__要求__
把下面的材料全部重写一遍，文字照原样保留。答案里的每个坐标值都加上63，其他数字不变，图片不要写进答案。

__材料__
◇ ◇ ◇ ◇

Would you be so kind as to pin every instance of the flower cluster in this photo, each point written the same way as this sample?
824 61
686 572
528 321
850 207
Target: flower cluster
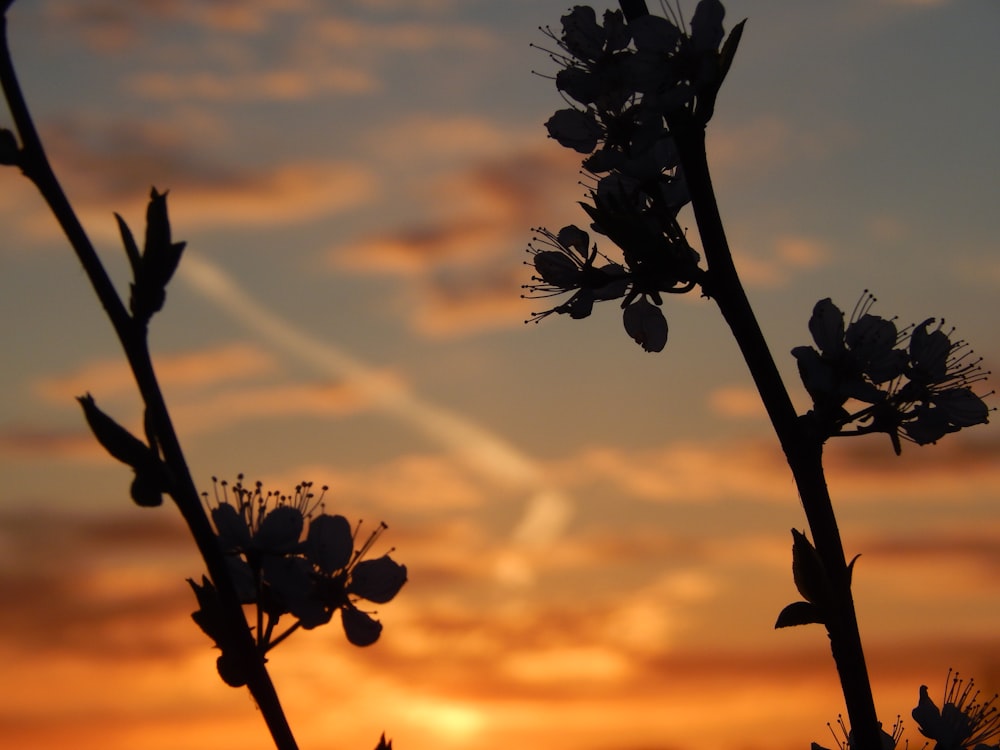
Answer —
917 383
962 722
563 264
283 571
845 739
629 82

◇ ◇ ◇ ◇

__练习解答__
Would you be so kind as to pin every instance of the flower cluster in this photo, each point written the same way as this sample?
824 61
686 572
528 321
850 207
Target: flower cluster
Answer —
980 446
1025 785
626 327
346 634
908 802
692 145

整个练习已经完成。